● Data to process
Content starts

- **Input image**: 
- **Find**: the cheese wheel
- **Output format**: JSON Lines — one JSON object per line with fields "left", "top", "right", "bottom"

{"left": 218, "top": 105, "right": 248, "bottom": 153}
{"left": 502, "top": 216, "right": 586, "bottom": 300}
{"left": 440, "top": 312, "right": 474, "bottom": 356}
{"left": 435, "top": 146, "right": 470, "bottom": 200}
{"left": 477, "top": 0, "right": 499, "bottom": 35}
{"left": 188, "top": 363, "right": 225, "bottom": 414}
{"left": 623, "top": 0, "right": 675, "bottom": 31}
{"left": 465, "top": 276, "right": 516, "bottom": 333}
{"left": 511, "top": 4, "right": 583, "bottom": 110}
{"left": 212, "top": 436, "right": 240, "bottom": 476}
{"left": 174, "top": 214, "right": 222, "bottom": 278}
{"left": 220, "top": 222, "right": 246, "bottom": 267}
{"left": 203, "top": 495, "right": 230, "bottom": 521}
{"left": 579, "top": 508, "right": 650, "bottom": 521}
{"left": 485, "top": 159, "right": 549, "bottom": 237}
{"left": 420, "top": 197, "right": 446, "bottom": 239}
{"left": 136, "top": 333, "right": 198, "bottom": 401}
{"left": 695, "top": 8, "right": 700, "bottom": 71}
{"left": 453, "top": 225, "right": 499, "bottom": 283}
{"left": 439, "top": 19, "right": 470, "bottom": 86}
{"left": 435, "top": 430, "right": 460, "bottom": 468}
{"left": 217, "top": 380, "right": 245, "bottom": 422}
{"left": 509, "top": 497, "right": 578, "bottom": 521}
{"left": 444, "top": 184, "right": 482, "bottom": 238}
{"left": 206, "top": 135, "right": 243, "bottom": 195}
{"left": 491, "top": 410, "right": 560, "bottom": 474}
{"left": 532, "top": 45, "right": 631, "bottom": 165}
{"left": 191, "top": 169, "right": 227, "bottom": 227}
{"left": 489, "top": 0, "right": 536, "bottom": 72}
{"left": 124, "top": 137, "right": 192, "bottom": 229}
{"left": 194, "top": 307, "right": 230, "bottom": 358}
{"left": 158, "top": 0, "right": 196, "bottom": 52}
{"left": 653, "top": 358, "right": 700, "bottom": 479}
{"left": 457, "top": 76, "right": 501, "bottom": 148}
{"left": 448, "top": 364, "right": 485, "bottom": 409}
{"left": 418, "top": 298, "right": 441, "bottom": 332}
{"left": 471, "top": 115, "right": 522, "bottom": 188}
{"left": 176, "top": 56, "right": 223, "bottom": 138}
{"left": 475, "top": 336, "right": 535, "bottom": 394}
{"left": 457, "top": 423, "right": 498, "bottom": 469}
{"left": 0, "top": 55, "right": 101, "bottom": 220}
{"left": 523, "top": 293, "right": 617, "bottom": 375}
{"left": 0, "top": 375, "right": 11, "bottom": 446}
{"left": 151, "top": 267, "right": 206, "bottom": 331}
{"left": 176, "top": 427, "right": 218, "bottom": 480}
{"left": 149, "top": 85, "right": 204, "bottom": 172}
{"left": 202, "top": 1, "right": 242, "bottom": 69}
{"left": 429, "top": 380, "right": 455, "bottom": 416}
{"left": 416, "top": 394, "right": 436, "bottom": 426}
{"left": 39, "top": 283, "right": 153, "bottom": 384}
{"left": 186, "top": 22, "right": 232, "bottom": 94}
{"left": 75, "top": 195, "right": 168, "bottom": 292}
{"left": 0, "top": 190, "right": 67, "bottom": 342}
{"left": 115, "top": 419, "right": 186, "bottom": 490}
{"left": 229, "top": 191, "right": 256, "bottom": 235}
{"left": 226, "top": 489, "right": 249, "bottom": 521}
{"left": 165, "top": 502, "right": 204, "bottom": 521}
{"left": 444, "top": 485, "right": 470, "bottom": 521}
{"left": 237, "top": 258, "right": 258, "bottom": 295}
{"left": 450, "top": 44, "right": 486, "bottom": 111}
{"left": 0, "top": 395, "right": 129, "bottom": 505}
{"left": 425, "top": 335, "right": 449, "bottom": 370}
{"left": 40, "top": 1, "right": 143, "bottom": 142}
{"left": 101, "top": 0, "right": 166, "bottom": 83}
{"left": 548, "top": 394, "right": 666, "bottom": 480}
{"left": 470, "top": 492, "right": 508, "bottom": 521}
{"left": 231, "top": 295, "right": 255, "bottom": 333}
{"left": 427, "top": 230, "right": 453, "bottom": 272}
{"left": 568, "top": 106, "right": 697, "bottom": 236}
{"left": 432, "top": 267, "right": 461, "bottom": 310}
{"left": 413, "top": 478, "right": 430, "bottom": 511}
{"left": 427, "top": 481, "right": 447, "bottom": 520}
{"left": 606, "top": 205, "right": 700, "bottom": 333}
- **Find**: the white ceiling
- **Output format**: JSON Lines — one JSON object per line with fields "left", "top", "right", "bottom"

Content ends

● Your assignment
The lines from the one containing "- **Find**: the white ceiling" through the last line of the material above are to be copied exactly, both ends included.

● Written solution
- **Find**: the white ceiling
- **Output format**: JSON Lines — one JSON object per line with fields "left", "top", "right", "bottom"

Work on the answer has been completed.